§ **Requirement A**: Pick out every row below that contains the word "instance" and copy each of those rows in full.

Sermon for Sunday, January 30th, 2022, the Fourth Sunday after Epiphany

The Lessons: Jeremiah 1:4-10; Psalm 71:11-20; 1 Corinthians 14:12-25; Luke 4:21-32

The Text: Jeremiah 1:4-10

The Topic: God’s Call of Jeremiah to be a prophet

INTRODUCTION

Emperor Charles V was trying to assassinate John Brenz, a friend of Martin Luther. Hearing of the plot, Brenz barely had time to grab a loaf of bread and duck into his neighbor’s hayloft. There he hid fourteen days. The bread was quickly gone, but the Lord sent a hen who showed up and laid an egg each day for fourteen days. In this way, Brenz was kept alive. On the fifteenth day the chicken didn’t come, and the reformer wondered what he would do. But from the street below came the cries, “The cavalrymen are gone at last.”

In a similar way, a dog provided for the needs of another reformer, John Craig, who was arrested during the Inquisition. On the eve of his scheduled execution, Craig escaped, but while fleeing through the Italian backcountry, he ran out of food and money. Suddenly a dog approached him, a purse in its mouth. Craig tried to drive the animal away, but the dog persisted in bringing the purse to Craig. In it was enough money to take him to freedom.

Similarly, Robert Bruce of Scotland was running for his life, fleeing persecutors. He ducked into a small cave, and a spider immediately appeared and spun a web over the opening. Bruce’s pursuers fanned across the landscape, knowing he was near. Two of them approached the cave, and one of the men started to go in. The other one stopped him, saying, “He could never have gotten in there without breaking that spider’s web.”

Bruce breathed this prayer, “O God, I thank Thee that in the tiny bowels of a spider you can place me for a shelter.”[1]

Like these heroes of faith, the prophet Jeremiah suffered persecution and such experiences as being lowered into a dungeon of mud (Jeremiah 38), imprisoned (Jeremiah 32, 33, 37) and nearly put to death for prophesying against Jerusalem (Jeremiah 26), but God delivered him from all of these situations, according to the promise the Lord had given him when he called him to be a prophet.

§ **Requirement B**: Please reproduce the sermon text between "Like these heroes" and "be a prophet.", inclusive.

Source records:
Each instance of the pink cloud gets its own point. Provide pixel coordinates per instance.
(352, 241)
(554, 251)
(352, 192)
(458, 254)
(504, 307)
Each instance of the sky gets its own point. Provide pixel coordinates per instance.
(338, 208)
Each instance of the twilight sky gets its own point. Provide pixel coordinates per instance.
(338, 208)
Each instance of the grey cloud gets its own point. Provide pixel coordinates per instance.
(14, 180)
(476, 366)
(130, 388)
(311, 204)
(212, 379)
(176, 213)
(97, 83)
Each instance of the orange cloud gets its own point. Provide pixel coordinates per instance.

§ **Complete answer A**:
Each instance of the pink cloud gets its own point. Provide pixel coordinates per instance.
Each instance of the sky gets its own point. Provide pixel coordinates per instance.
Each instance of the twilight sky gets its own point. Provide pixel coordinates per instance.
Each instance of the grey cloud gets its own point. Provide pixel coordinates per instance.
Each instance of the orange cloud gets its own point. Provide pixel coordinates per instance.

§ **Complete answer B**:
Like these heroes of faith, the prophet Jeremiah suffered persecution and such experiences as being lowered into a dungeon of mud (Jeremiah 38), imprisoned (Jeremiah 32, 33, 37) and nearly put to death for prophesying against Jerusalem (Jeremiah 26), but God delivered him from all of these situations, according to the promise the Lord had given him when he called him to be a prophet.